Task directions
Scan the entries for the word "locomotive", and copy every line where it appears.
Source information Block Start
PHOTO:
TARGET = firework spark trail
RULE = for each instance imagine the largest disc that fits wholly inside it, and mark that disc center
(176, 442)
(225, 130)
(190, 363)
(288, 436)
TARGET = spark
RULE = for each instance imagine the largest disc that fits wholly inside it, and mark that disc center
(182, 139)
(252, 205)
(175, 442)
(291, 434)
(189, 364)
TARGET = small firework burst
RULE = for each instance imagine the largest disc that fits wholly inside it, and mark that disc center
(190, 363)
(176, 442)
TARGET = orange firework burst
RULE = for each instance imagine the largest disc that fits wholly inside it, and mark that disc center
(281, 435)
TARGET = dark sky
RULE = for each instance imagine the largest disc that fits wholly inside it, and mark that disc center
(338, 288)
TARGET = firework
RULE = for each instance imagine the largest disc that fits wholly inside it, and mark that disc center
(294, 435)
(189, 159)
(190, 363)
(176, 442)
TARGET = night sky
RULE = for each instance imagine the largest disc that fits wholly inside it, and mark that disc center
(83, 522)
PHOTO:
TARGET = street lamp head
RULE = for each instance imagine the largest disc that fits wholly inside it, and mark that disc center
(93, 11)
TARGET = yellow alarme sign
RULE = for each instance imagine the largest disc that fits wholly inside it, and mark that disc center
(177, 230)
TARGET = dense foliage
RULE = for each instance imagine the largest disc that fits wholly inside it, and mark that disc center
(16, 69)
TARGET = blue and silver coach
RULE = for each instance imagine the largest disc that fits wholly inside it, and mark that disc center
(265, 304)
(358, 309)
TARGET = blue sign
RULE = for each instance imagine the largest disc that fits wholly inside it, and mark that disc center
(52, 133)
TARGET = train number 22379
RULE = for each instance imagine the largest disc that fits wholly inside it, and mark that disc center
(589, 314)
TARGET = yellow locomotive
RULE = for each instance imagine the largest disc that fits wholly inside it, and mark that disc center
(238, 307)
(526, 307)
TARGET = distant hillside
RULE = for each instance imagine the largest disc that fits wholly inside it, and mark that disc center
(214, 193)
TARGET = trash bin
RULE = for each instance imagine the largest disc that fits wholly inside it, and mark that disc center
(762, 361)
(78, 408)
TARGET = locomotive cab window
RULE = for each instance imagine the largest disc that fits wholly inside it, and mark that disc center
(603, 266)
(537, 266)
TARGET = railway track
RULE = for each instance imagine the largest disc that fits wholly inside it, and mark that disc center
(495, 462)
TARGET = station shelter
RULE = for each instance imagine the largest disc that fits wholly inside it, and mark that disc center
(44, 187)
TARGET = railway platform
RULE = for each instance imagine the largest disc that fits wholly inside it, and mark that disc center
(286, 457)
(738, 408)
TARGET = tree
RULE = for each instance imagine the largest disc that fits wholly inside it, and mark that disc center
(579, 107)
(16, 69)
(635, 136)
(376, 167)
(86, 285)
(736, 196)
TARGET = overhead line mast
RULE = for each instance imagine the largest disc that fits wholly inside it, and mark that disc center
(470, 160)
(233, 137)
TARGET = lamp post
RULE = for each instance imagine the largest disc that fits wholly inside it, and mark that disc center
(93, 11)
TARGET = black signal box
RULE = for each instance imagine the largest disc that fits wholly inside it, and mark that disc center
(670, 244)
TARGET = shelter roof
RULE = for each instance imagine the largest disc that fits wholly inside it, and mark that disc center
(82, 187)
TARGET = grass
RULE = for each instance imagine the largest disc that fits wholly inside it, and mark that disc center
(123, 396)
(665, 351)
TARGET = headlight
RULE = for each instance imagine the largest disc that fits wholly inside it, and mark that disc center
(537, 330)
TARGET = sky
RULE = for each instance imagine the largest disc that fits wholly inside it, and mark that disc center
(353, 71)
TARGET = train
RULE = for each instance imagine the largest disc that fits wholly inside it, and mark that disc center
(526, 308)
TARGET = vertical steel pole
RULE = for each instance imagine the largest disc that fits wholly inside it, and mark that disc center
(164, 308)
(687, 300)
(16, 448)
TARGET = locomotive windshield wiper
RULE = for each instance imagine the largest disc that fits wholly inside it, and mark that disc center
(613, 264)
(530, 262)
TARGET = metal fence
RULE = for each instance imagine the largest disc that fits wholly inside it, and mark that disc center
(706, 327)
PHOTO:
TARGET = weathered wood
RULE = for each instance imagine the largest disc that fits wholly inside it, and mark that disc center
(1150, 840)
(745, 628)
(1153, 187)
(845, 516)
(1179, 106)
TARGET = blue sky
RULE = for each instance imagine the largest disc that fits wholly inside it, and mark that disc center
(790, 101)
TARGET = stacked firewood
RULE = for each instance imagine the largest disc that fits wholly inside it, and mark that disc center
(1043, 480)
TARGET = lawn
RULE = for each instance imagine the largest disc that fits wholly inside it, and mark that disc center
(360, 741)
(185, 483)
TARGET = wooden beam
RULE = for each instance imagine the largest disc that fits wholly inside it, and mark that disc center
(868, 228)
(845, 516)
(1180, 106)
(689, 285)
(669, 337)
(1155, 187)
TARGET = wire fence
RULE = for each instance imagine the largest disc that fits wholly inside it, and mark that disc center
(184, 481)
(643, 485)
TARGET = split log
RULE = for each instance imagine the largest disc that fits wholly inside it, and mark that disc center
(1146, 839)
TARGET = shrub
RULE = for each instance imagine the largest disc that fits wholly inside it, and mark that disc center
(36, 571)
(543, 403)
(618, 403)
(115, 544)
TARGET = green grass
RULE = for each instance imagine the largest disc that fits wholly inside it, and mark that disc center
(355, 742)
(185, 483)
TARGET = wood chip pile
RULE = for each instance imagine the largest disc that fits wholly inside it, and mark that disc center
Source information Block End
Answer section
TARGET = yellow locomotive
TARGET = locomotive cab window
TARGET = locomotive windshield wiper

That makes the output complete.